> _What you should do_
Copy the lines of the listing below, from the line containing "Task: where can the woman's hand" through the end of the listing, inclusive, and keep the requests as they are. Shift each x and y coordinate in the answers by adding -132 to it.

============

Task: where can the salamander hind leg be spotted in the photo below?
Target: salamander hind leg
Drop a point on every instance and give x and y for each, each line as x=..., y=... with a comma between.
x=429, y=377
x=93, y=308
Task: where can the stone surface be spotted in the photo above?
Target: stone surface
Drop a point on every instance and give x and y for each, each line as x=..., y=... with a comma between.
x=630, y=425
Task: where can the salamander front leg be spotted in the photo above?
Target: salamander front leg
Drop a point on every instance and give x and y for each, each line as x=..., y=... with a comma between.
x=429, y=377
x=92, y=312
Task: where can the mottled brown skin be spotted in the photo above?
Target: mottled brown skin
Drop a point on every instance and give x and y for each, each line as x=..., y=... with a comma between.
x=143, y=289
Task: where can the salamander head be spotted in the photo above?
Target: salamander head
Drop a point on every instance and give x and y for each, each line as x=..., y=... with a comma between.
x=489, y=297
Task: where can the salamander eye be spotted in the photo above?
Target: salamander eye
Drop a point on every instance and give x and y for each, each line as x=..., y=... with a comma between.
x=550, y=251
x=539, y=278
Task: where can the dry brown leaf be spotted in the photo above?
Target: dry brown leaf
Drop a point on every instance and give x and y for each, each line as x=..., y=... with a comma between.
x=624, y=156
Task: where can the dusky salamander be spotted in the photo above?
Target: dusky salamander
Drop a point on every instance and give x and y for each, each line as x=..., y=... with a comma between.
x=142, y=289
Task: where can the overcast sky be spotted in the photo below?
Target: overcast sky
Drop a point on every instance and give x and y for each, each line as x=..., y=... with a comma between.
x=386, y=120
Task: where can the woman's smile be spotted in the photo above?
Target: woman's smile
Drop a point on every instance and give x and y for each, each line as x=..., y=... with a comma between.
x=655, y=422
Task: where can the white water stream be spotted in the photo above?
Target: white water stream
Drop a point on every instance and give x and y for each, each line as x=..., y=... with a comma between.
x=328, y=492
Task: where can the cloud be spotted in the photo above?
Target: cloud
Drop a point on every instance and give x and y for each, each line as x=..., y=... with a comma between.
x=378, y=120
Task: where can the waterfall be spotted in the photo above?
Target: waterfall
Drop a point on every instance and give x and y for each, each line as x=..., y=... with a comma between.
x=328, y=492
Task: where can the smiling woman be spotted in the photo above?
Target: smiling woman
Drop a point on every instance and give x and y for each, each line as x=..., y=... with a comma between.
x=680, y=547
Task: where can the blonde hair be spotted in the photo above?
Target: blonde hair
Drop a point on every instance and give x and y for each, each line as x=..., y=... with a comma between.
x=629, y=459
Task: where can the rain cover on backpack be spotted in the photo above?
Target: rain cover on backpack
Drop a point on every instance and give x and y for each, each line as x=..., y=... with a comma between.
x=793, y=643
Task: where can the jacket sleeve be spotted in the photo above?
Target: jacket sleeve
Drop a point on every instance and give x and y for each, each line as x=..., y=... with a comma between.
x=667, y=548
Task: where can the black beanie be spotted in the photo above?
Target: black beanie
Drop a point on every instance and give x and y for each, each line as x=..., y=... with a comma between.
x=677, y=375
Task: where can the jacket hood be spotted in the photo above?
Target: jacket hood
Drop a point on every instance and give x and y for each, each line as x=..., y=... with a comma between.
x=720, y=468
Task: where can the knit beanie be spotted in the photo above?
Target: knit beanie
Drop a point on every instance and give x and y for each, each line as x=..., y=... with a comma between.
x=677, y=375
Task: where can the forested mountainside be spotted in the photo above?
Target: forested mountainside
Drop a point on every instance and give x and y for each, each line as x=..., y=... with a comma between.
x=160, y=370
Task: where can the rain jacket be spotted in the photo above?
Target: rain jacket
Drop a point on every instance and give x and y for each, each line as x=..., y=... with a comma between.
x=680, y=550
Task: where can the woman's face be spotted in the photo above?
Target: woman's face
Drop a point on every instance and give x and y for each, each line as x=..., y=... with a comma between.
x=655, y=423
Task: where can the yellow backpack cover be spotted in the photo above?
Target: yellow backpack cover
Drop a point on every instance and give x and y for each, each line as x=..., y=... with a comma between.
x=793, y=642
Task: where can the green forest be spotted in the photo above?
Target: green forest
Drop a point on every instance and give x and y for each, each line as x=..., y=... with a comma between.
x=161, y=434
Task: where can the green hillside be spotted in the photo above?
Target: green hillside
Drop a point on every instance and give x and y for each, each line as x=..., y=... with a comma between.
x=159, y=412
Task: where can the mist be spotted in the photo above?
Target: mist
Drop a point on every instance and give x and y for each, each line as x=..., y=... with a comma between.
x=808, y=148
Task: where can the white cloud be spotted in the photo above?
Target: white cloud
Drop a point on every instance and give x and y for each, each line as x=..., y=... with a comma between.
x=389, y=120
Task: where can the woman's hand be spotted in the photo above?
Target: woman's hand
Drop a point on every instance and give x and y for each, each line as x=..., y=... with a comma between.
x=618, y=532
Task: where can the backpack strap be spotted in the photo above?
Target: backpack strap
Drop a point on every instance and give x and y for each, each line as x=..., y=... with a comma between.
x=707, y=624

============

> _Written answer_
Task: where can the woman's hand be spotted in the photo above?
Target: woman's hand
Drop a point on every instance and give x and y for each, each line as x=..., y=... with a comma between.
x=486, y=400
Task: where can the backpack strap be spotted in the photo above?
Target: backpack strap
Drop a point on every instance and give x and y for each, each line as x=..., y=... with a comma between.
x=575, y=492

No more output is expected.